MATERIAL TO PROCESS -
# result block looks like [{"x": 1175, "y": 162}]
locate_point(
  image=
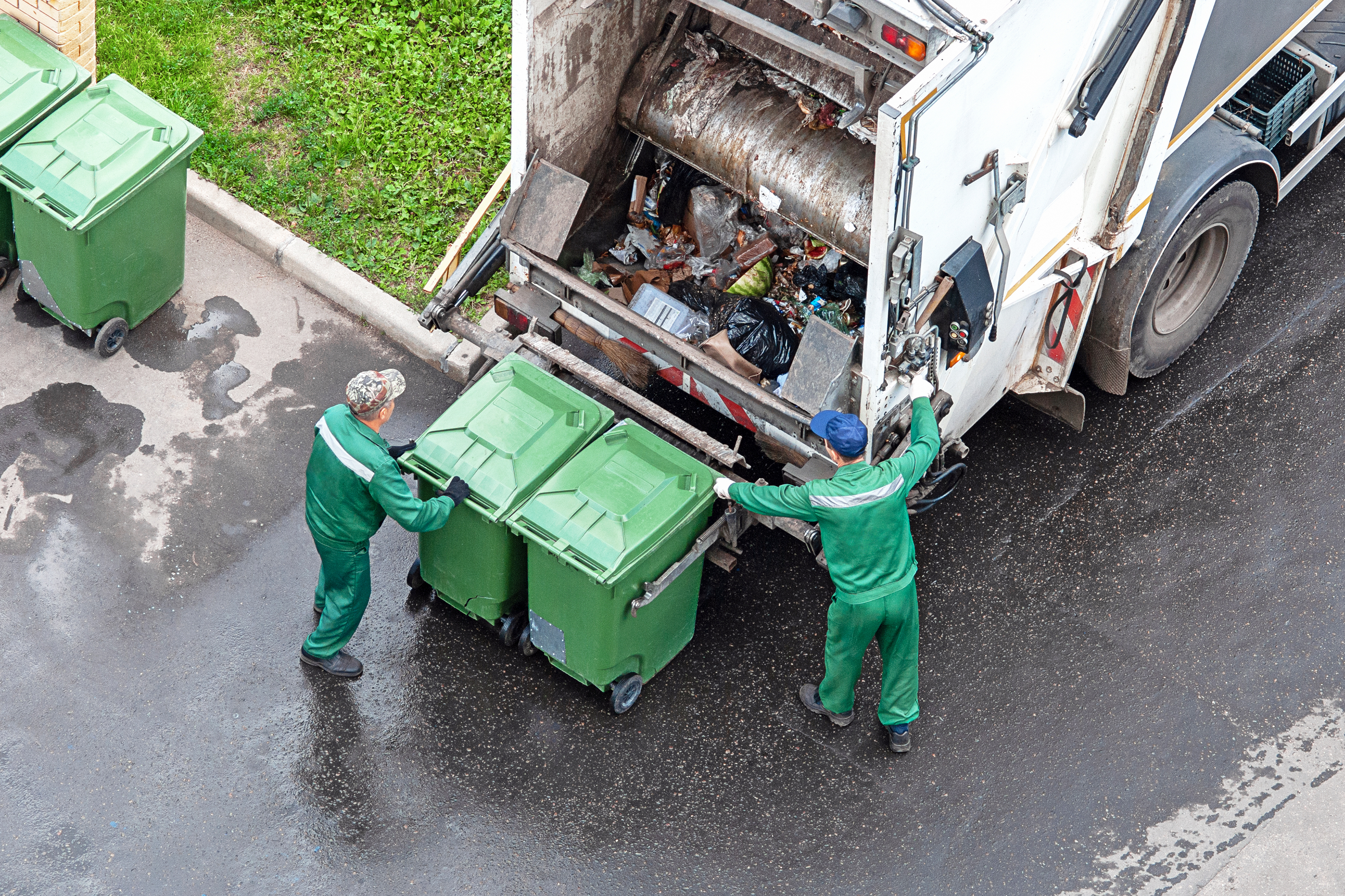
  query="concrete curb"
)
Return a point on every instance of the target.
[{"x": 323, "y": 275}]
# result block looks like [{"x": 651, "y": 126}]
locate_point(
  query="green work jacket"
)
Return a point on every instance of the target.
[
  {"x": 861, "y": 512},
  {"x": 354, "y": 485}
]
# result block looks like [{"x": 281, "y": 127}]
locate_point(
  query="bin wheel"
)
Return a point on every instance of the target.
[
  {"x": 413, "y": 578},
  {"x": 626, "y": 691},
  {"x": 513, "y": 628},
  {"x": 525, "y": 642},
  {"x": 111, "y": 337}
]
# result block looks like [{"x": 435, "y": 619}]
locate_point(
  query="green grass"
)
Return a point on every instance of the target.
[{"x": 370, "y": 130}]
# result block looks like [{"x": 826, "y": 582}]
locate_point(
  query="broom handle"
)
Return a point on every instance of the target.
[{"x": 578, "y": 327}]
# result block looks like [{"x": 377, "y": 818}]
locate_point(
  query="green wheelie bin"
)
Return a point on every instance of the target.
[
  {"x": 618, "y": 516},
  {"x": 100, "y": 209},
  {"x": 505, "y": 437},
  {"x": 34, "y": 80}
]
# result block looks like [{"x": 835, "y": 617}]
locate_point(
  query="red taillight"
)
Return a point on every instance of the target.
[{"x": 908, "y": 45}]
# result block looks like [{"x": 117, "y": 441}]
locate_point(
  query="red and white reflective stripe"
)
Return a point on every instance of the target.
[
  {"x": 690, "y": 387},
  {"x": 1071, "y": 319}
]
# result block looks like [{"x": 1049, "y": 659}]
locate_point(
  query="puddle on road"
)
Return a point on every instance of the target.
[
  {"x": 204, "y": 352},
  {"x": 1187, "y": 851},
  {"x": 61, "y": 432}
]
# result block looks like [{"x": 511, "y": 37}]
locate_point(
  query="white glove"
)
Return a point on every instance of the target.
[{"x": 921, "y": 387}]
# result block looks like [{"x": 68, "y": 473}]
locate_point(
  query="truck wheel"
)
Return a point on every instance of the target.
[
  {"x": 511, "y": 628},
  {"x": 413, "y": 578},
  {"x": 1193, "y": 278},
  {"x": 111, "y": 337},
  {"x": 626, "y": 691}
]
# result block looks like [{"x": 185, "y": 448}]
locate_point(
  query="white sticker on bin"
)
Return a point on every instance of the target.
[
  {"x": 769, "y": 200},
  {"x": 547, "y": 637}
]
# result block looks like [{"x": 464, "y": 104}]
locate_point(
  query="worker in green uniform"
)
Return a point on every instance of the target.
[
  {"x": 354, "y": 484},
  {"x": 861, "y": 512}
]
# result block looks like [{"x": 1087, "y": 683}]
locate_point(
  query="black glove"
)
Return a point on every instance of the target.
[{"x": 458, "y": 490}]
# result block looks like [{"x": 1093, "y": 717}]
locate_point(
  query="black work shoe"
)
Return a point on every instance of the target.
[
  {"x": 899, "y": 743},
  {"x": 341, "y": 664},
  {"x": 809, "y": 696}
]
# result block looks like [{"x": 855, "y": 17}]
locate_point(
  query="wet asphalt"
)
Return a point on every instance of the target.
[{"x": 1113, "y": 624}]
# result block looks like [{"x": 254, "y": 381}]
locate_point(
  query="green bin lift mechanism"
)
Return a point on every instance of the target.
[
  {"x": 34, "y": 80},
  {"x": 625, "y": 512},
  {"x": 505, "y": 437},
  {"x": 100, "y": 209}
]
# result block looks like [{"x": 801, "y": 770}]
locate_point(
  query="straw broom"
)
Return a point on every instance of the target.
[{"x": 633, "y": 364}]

INSTRUCTION -
Gather every line in the entries above that contains the word "black".

WORKED ANSWER -
  query="black glove"
  query="black work shoe"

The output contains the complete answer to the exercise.